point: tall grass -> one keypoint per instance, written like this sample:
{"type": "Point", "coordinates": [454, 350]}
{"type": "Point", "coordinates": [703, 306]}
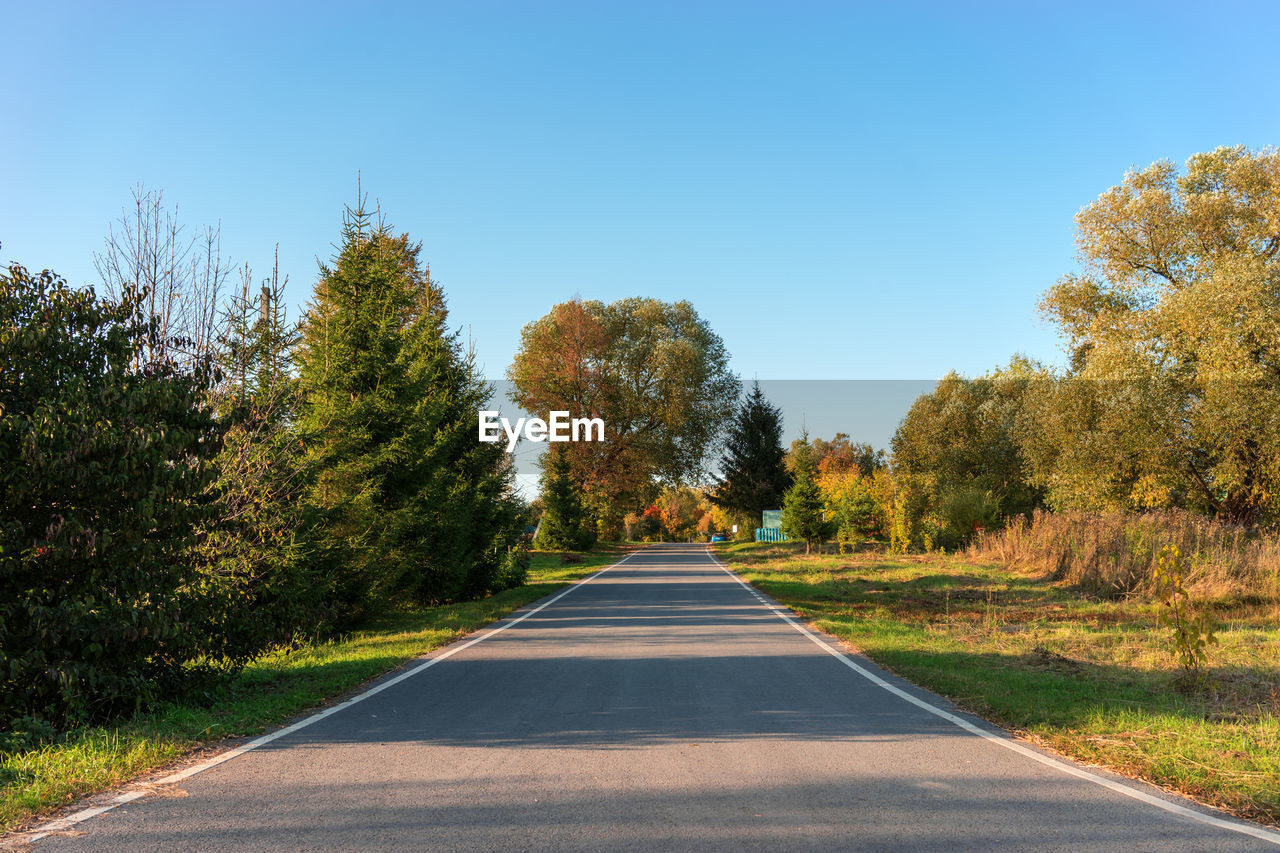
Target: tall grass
{"type": "Point", "coordinates": [1112, 553]}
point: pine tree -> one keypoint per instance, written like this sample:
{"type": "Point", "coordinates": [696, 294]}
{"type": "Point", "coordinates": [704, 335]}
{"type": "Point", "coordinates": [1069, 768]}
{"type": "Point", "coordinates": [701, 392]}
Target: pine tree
{"type": "Point", "coordinates": [753, 473]}
{"type": "Point", "coordinates": [803, 505]}
{"type": "Point", "coordinates": [565, 525]}
{"type": "Point", "coordinates": [406, 502]}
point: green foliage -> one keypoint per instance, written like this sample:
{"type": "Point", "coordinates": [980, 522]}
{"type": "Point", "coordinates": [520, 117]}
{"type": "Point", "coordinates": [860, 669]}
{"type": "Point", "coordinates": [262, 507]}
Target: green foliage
{"type": "Point", "coordinates": [851, 507]}
{"type": "Point", "coordinates": [1173, 396]}
{"type": "Point", "coordinates": [405, 502]}
{"type": "Point", "coordinates": [566, 525]}
{"type": "Point", "coordinates": [1191, 634]}
{"type": "Point", "coordinates": [753, 478]}
{"type": "Point", "coordinates": [653, 372]}
{"type": "Point", "coordinates": [261, 589]}
{"type": "Point", "coordinates": [101, 496]}
{"type": "Point", "coordinates": [803, 511]}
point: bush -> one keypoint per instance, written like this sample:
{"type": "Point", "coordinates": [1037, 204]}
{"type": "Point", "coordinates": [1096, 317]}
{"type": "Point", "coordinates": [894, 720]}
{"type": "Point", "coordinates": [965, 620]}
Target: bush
{"type": "Point", "coordinates": [103, 491]}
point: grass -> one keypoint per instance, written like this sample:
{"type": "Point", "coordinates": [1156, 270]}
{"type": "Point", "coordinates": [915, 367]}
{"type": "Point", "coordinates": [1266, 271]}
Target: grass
{"type": "Point", "coordinates": [266, 693]}
{"type": "Point", "coordinates": [1091, 678]}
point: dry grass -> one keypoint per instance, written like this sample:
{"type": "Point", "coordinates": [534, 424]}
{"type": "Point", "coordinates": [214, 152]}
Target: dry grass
{"type": "Point", "coordinates": [1093, 676]}
{"type": "Point", "coordinates": [1112, 553]}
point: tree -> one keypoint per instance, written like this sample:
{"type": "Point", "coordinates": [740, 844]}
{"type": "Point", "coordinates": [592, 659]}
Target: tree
{"type": "Point", "coordinates": [654, 373]}
{"type": "Point", "coordinates": [406, 502]}
{"type": "Point", "coordinates": [803, 515]}
{"type": "Point", "coordinates": [106, 457]}
{"type": "Point", "coordinates": [263, 591]}
{"type": "Point", "coordinates": [753, 477]}
{"type": "Point", "coordinates": [680, 510]}
{"type": "Point", "coordinates": [1171, 396]}
{"type": "Point", "coordinates": [850, 503]}
{"type": "Point", "coordinates": [178, 277]}
{"type": "Point", "coordinates": [566, 524]}
{"type": "Point", "coordinates": [840, 455]}
{"type": "Point", "coordinates": [960, 450]}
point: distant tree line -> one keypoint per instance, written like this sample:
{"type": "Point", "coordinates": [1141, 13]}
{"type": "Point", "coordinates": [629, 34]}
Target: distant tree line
{"type": "Point", "coordinates": [190, 479]}
{"type": "Point", "coordinates": [1170, 398]}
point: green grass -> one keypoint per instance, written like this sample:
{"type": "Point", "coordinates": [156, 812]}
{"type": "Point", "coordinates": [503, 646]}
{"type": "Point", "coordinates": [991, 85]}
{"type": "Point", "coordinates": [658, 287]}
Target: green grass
{"type": "Point", "coordinates": [1093, 679]}
{"type": "Point", "coordinates": [266, 693]}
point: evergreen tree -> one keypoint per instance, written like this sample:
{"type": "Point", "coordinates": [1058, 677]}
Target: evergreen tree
{"type": "Point", "coordinates": [803, 505]}
{"type": "Point", "coordinates": [753, 475]}
{"type": "Point", "coordinates": [406, 502]}
{"type": "Point", "coordinates": [565, 525]}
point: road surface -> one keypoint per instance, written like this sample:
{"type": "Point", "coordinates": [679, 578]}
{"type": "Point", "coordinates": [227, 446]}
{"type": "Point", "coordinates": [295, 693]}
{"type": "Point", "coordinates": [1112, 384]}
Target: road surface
{"type": "Point", "coordinates": [661, 705]}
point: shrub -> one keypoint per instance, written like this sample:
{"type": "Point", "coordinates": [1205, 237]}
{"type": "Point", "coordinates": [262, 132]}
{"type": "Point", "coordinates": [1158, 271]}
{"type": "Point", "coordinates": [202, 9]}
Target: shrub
{"type": "Point", "coordinates": [103, 491]}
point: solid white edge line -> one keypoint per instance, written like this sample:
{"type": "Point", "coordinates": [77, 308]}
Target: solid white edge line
{"type": "Point", "coordinates": [449, 651]}
{"type": "Point", "coordinates": [1008, 743]}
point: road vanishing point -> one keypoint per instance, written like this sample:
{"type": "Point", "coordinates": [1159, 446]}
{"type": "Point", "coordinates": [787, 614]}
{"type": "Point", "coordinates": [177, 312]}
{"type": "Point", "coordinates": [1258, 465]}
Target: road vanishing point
{"type": "Point", "coordinates": [661, 703]}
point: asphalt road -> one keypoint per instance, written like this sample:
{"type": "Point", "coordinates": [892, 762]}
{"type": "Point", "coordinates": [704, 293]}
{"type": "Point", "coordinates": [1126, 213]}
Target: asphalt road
{"type": "Point", "coordinates": [658, 706]}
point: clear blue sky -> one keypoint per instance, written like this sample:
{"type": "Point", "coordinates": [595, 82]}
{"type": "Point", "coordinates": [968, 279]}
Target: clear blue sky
{"type": "Point", "coordinates": [842, 190]}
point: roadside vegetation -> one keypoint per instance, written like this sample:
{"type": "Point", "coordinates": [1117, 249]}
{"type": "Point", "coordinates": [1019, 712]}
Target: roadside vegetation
{"type": "Point", "coordinates": [1096, 678]}
{"type": "Point", "coordinates": [41, 770]}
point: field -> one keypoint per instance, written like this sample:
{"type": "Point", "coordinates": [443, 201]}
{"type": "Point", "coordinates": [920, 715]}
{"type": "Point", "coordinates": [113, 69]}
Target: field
{"type": "Point", "coordinates": [1096, 679]}
{"type": "Point", "coordinates": [48, 775]}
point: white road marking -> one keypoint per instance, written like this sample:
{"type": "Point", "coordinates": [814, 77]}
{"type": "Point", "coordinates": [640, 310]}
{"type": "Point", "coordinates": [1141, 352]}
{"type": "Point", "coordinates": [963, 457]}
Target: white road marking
{"type": "Point", "coordinates": [1008, 743]}
{"type": "Point", "coordinates": [86, 813]}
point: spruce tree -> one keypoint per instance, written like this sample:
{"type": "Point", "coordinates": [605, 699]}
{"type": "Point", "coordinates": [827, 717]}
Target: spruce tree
{"type": "Point", "coordinates": [803, 505]}
{"type": "Point", "coordinates": [405, 501]}
{"type": "Point", "coordinates": [753, 475]}
{"type": "Point", "coordinates": [565, 525]}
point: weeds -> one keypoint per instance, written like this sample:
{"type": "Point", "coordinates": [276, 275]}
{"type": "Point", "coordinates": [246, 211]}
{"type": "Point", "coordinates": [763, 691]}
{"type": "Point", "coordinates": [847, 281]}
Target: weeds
{"type": "Point", "coordinates": [1192, 634]}
{"type": "Point", "coordinates": [1115, 553]}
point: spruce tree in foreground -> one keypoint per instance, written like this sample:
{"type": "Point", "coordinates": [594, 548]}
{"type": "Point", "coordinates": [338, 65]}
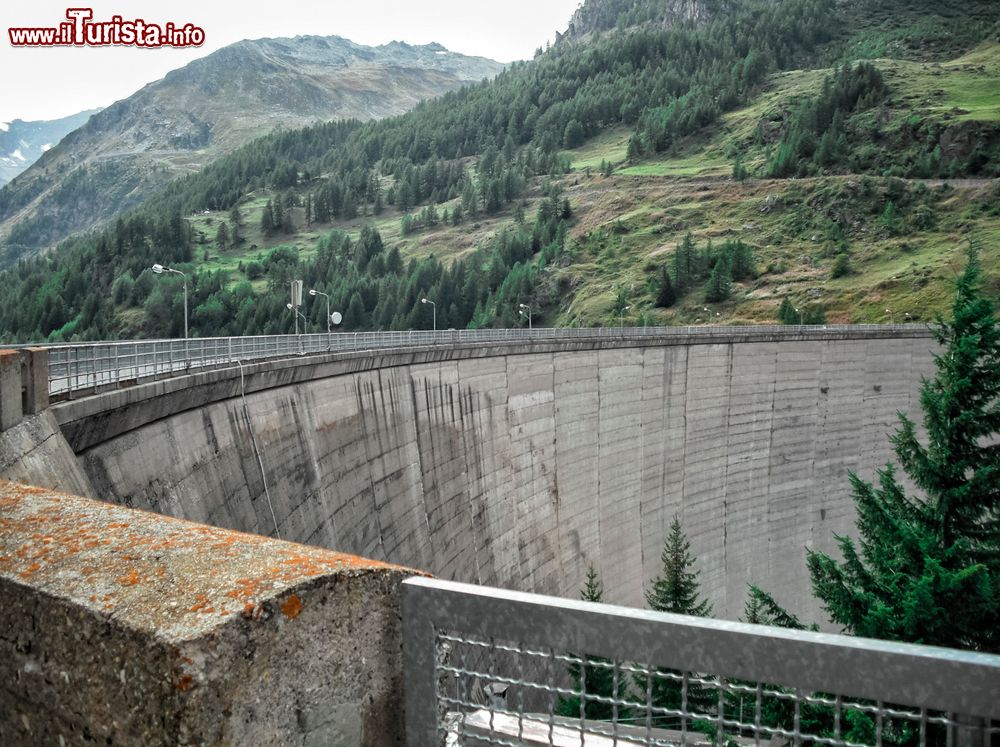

» SET TASK: Rewrite all of the data above with every "keypoint" changed to "marker" and nothing else altered. Leave the pictures out.

» ANSWER TO THIS EXERCISE:
point: tall grass -> one marker per instance, written like this sample:
{"type": "Point", "coordinates": [454, 350]}
{"type": "Point", "coordinates": [703, 306]}
Target: tall grass
{"type": "Point", "coordinates": [1112, 553]}
point: pine tree -> one marker per instance, written like this sample:
{"type": "Point", "coordinates": [696, 294]}
{"type": "Point", "coordinates": [704, 335]}
{"type": "Point", "coordinates": [1069, 768]}
{"type": "Point", "coordinates": [701, 392]}
Target: pine tree
{"type": "Point", "coordinates": [753, 473]}
{"type": "Point", "coordinates": [803, 505]}
{"type": "Point", "coordinates": [565, 525]}
{"type": "Point", "coordinates": [406, 502]}
point: green foliage -> one marker per instance, written like this sample:
{"type": "Point", "coordinates": [980, 522]}
{"type": "Point", "coordinates": [520, 117]}
{"type": "Point", "coordinates": [860, 669]}
{"type": "Point", "coordinates": [262, 507]}
Target: green foliage
{"type": "Point", "coordinates": [851, 507]}
{"type": "Point", "coordinates": [1173, 396]}
{"type": "Point", "coordinates": [405, 502]}
{"type": "Point", "coordinates": [566, 525]}
{"type": "Point", "coordinates": [1191, 634]}
{"type": "Point", "coordinates": [753, 478]}
{"type": "Point", "coordinates": [653, 372]}
{"type": "Point", "coordinates": [261, 589]}
{"type": "Point", "coordinates": [101, 496]}
{"type": "Point", "coordinates": [803, 511]}
point: bush -> one marker per instance, written like this sample:
{"type": "Point", "coordinates": [1037, 204]}
{"type": "Point", "coordinates": [1096, 317]}
{"type": "Point", "coordinates": [894, 720]}
{"type": "Point", "coordinates": [965, 620]}
Target: bush
{"type": "Point", "coordinates": [103, 491]}
point: grass -> one marker per instance, written like this sample:
{"type": "Point", "coordinates": [1156, 270]}
{"type": "Point", "coordinates": [915, 367]}
{"type": "Point", "coordinates": [1266, 271]}
Target: grass
{"type": "Point", "coordinates": [266, 693]}
{"type": "Point", "coordinates": [1091, 678]}
point: dry grass -> one marker per instance, written like this sample:
{"type": "Point", "coordinates": [534, 424]}
{"type": "Point", "coordinates": [214, 152]}
Target: dry grass
{"type": "Point", "coordinates": [1093, 676]}
{"type": "Point", "coordinates": [1112, 553]}
point: tree -> one marker per instance, written like this sample:
{"type": "Point", "coordinates": [740, 844]}
{"type": "Point", "coordinates": [592, 659]}
Target: tree
{"type": "Point", "coordinates": [654, 373]}
{"type": "Point", "coordinates": [406, 502]}
{"type": "Point", "coordinates": [803, 515]}
{"type": "Point", "coordinates": [106, 457]}
{"type": "Point", "coordinates": [263, 591]}
{"type": "Point", "coordinates": [753, 477]}
{"type": "Point", "coordinates": [680, 510]}
{"type": "Point", "coordinates": [1171, 396]}
{"type": "Point", "coordinates": [850, 503]}
{"type": "Point", "coordinates": [178, 277]}
{"type": "Point", "coordinates": [566, 524]}
{"type": "Point", "coordinates": [840, 455]}
{"type": "Point", "coordinates": [960, 450]}
point: distant tree line -> one marker per instance, written like this sample:
{"type": "Point", "coordinates": [1141, 13]}
{"type": "Point", "coordinates": [629, 34]}
Target: distant tree line
{"type": "Point", "coordinates": [190, 479]}
{"type": "Point", "coordinates": [1170, 398]}
point: green grass -> one marker per instance, written like this sample:
{"type": "Point", "coordinates": [156, 812]}
{"type": "Point", "coordinates": [503, 646]}
{"type": "Point", "coordinates": [991, 85]}
{"type": "Point", "coordinates": [658, 287]}
Target: green grass
{"type": "Point", "coordinates": [1093, 679]}
{"type": "Point", "coordinates": [266, 693]}
point: evergreen tree -> one marker per instance, written like this sample:
{"type": "Point", "coordinates": [1058, 677]}
Target: evergreen tree
{"type": "Point", "coordinates": [803, 505]}
{"type": "Point", "coordinates": [753, 475]}
{"type": "Point", "coordinates": [406, 502]}
{"type": "Point", "coordinates": [565, 525]}
point: road surface -> one marker per instance, written like this sample:
{"type": "Point", "coordinates": [679, 578]}
{"type": "Point", "coordinates": [227, 446]}
{"type": "Point", "coordinates": [295, 693]}
{"type": "Point", "coordinates": [1112, 384]}
Target: road surface
{"type": "Point", "coordinates": [661, 705]}
point: shrub -> one marker per instance, written like this sample:
{"type": "Point", "coordinates": [1205, 237]}
{"type": "Point", "coordinates": [262, 132]}
{"type": "Point", "coordinates": [1158, 271]}
{"type": "Point", "coordinates": [202, 9]}
Target: shrub
{"type": "Point", "coordinates": [103, 491]}
point: solid white edge line -> one marker per instance, written like this sample:
{"type": "Point", "coordinates": [77, 308]}
Target: solid white edge line
{"type": "Point", "coordinates": [449, 651]}
{"type": "Point", "coordinates": [1008, 743]}
point: road vanishing point -> one marker per instance, written like this sample:
{"type": "Point", "coordinates": [1159, 446]}
{"type": "Point", "coordinates": [787, 614]}
{"type": "Point", "coordinates": [177, 312]}
{"type": "Point", "coordinates": [1258, 465]}
Target: road vanishing point
{"type": "Point", "coordinates": [661, 703]}
point: asphalt road -> one marker per instance, written like this sample:
{"type": "Point", "coordinates": [892, 762]}
{"type": "Point", "coordinates": [704, 293]}
{"type": "Point", "coordinates": [1126, 213]}
Target: asphalt road
{"type": "Point", "coordinates": [658, 706]}
point: clear blue sky -> one marker per instance, written like this sample:
{"type": "Point", "coordinates": [595, 82]}
{"type": "Point", "coordinates": [968, 279]}
Target: clear blue sky
{"type": "Point", "coordinates": [842, 190]}
point: roadside vegetation -> one marker per instance, written like this sample:
{"type": "Point", "coordinates": [1117, 249]}
{"type": "Point", "coordinates": [1019, 712]}
Target: roadside vegetation
{"type": "Point", "coordinates": [1096, 678]}
{"type": "Point", "coordinates": [41, 770]}
point: field -> one marker per instance, written like this sample:
{"type": "Point", "coordinates": [443, 201]}
{"type": "Point", "coordinates": [920, 715]}
{"type": "Point", "coordinates": [113, 69]}
Target: field
{"type": "Point", "coordinates": [1096, 679]}
{"type": "Point", "coordinates": [48, 775]}
point: white road marking -> one marker per instance, written like this sample:
{"type": "Point", "coordinates": [814, 77]}
{"type": "Point", "coordinates": [640, 310]}
{"type": "Point", "coordinates": [1141, 352]}
{"type": "Point", "coordinates": [963, 457]}
Target: white road marking
{"type": "Point", "coordinates": [1008, 743]}
{"type": "Point", "coordinates": [86, 813]}
point: spruce tree -> one marker per instance, written like this sample:
{"type": "Point", "coordinates": [605, 699]}
{"type": "Point", "coordinates": [827, 717]}
Target: spruce tree
{"type": "Point", "coordinates": [803, 505]}
{"type": "Point", "coordinates": [405, 501]}
{"type": "Point", "coordinates": [753, 475]}
{"type": "Point", "coordinates": [565, 525]}
point: weeds -> one marker per instance, written like this sample:
{"type": "Point", "coordinates": [276, 275]}
{"type": "Point", "coordinates": [246, 211]}
{"type": "Point", "coordinates": [763, 691]}
{"type": "Point", "coordinates": [847, 281]}
Target: weeds
{"type": "Point", "coordinates": [1192, 634]}
{"type": "Point", "coordinates": [1115, 553]}
point: spruce tree in foreground -> one marker per instance, written like this sample:
{"type": "Point", "coordinates": [594, 548]}
{"type": "Point", "coordinates": [338, 65]}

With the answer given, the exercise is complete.